TASK >>
Gather every line in the items below that contains the string "tower", and copy each one in full.

EXCERPTED DATA >>
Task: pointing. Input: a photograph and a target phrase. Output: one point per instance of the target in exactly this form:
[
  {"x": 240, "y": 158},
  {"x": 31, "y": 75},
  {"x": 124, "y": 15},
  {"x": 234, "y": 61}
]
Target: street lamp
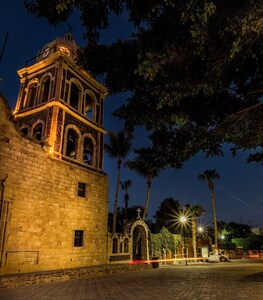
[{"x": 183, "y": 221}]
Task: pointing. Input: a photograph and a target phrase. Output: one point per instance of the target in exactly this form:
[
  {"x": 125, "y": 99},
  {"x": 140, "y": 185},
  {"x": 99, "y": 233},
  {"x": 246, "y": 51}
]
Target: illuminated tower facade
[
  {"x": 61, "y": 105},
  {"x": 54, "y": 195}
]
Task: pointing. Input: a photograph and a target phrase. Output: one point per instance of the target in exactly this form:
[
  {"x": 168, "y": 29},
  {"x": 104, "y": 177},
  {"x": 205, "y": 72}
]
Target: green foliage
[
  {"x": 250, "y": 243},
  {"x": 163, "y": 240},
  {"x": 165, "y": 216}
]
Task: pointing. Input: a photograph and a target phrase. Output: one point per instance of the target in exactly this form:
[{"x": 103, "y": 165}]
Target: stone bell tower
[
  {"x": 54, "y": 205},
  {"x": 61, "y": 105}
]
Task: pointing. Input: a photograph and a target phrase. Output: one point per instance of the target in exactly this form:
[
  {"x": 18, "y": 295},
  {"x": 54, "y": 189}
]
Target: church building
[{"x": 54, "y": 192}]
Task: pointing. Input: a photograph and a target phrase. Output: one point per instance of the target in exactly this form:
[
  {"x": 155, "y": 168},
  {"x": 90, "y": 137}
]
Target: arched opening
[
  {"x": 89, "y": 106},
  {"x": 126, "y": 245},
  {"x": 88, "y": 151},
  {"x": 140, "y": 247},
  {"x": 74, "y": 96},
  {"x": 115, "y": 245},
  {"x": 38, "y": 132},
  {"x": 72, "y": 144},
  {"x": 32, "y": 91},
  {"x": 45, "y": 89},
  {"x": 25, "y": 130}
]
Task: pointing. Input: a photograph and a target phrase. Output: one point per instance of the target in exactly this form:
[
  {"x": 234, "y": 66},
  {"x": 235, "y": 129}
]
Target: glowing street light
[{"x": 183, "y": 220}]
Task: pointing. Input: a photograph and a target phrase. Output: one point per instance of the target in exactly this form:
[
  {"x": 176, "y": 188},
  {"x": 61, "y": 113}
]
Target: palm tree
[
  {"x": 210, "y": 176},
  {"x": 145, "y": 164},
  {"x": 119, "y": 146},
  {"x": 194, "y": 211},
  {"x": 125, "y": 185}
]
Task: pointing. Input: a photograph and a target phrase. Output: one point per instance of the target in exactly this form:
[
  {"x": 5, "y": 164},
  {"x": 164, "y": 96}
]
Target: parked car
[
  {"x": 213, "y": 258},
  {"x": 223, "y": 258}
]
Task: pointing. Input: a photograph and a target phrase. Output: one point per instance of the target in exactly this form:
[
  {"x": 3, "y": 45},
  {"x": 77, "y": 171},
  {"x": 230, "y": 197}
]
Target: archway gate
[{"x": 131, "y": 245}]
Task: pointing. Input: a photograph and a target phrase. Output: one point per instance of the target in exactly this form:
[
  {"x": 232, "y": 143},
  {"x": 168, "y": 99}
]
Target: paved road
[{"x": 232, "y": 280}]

* * *

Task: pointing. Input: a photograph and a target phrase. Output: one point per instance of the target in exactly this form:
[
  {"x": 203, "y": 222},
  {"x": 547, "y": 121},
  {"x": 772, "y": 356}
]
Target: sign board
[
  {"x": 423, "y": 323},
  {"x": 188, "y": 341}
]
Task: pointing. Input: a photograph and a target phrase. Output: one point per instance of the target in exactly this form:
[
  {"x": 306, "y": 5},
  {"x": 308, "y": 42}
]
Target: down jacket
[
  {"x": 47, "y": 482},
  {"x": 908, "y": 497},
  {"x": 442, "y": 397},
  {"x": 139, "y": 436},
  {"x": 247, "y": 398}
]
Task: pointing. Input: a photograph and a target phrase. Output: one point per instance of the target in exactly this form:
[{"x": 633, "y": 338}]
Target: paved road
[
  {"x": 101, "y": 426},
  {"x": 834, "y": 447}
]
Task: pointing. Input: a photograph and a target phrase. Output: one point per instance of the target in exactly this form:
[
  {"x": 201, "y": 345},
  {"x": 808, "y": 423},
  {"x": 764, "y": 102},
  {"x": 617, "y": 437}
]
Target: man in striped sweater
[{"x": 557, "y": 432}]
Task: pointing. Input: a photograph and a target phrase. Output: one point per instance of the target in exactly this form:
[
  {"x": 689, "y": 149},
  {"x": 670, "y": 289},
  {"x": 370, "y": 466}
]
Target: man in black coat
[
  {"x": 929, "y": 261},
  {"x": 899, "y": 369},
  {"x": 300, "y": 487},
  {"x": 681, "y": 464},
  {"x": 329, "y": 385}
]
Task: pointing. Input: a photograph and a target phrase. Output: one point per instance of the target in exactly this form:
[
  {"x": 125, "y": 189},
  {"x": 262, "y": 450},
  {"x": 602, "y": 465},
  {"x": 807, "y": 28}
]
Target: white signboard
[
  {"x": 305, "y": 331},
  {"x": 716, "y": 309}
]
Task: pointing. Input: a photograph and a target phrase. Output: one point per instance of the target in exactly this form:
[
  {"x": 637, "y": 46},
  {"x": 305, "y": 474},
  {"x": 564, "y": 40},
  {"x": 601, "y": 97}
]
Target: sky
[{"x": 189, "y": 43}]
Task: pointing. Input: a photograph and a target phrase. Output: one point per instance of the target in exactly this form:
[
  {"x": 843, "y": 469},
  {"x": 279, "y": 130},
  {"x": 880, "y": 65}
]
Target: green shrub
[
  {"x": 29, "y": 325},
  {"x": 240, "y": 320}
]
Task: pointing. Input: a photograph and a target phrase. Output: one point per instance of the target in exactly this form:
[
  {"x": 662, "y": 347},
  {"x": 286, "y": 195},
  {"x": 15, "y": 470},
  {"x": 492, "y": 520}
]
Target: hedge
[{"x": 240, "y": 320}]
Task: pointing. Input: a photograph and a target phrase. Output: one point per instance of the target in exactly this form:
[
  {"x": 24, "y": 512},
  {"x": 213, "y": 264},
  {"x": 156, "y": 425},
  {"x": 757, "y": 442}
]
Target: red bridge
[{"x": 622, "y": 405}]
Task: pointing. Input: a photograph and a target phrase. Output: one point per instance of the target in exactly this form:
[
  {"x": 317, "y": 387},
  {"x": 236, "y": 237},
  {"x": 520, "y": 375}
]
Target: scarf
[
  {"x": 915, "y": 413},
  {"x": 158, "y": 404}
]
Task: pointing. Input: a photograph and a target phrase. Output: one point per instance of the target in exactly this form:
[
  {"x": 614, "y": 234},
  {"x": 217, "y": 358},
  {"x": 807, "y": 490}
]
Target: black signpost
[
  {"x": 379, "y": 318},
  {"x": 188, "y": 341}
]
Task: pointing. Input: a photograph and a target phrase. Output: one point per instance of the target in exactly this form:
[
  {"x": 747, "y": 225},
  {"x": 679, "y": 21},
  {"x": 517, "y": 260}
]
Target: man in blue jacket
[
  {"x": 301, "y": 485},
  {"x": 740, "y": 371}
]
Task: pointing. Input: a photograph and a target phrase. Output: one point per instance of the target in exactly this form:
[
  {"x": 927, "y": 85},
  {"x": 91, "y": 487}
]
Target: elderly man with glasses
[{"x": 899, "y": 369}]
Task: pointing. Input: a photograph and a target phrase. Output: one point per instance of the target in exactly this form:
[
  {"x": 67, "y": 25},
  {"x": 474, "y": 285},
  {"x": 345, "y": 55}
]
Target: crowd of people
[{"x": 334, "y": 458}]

OUTPUT >>
Target: illuminated tower facade
Target: stone bell tower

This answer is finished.